** To be done **
Return every item below word for word, omitting the pictures.

[Records in raw form]
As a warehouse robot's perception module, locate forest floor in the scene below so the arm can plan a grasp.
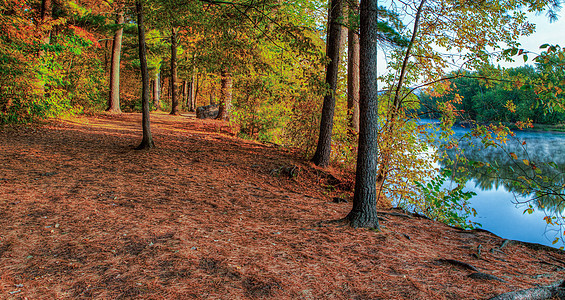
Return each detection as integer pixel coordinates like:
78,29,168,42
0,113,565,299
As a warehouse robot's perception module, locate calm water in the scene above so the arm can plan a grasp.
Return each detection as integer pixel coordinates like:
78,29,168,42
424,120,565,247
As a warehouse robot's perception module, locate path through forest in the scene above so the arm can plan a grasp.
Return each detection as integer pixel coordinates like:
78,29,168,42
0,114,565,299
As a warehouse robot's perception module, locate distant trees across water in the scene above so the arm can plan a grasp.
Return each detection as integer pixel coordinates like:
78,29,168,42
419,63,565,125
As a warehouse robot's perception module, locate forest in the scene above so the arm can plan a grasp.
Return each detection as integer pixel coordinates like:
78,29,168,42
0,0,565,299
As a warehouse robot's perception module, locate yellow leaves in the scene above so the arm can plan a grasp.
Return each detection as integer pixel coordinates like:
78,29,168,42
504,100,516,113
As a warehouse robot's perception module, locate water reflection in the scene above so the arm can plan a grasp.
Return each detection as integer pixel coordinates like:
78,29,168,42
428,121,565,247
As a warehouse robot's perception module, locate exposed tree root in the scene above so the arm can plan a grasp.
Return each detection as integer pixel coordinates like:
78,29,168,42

** Written solution **
As a warehouse robot's perception module, locate forest floor in the scene below so the arm can plan a grasp.
Return each detection as integer pixel coordinates like:
78,29,168,42
0,113,565,299
As a warehouse robot's perception module, locate calm water in the scene above so the arm can plan a grasp.
Return each detection as integer pixel coordinates like:
78,29,168,42
424,120,565,247
As a warehouse robot's perception module, locate path through forest in the scene above so the arm can plan a grasp.
Return each detection as integer pixel coordinates like:
78,29,168,42
0,114,565,299
As a warehouse robot's perception module, locate distant trees across water in the scene above so the arm can plan a grasp.
Return each detection as integer pixel coordinates like:
78,29,168,42
419,63,565,125
As a warehouse robot's perception module, locate forest in the scene above so the arm can plan a grasp.
Return each detection as integer pixel coordinates like:
78,29,168,42
0,0,565,299
As a warehouse robot's perception module, locate yellow leaves in the scene above so the arm can plan a grasp.
Return each detection as integer pixel coordinates like:
78,29,168,42
504,100,516,113
As a warehouse robot's perception module, locate water reflection in the scene above so the arm can plan a grasp.
Return each detection as integer pixel coordinates like:
78,29,168,42
428,121,565,247
As a warehouse robot's perception module, locate exposed tree root in the scene above so the arm can plan a grasp.
Return each detection as integer pixel coordinates like:
78,29,168,42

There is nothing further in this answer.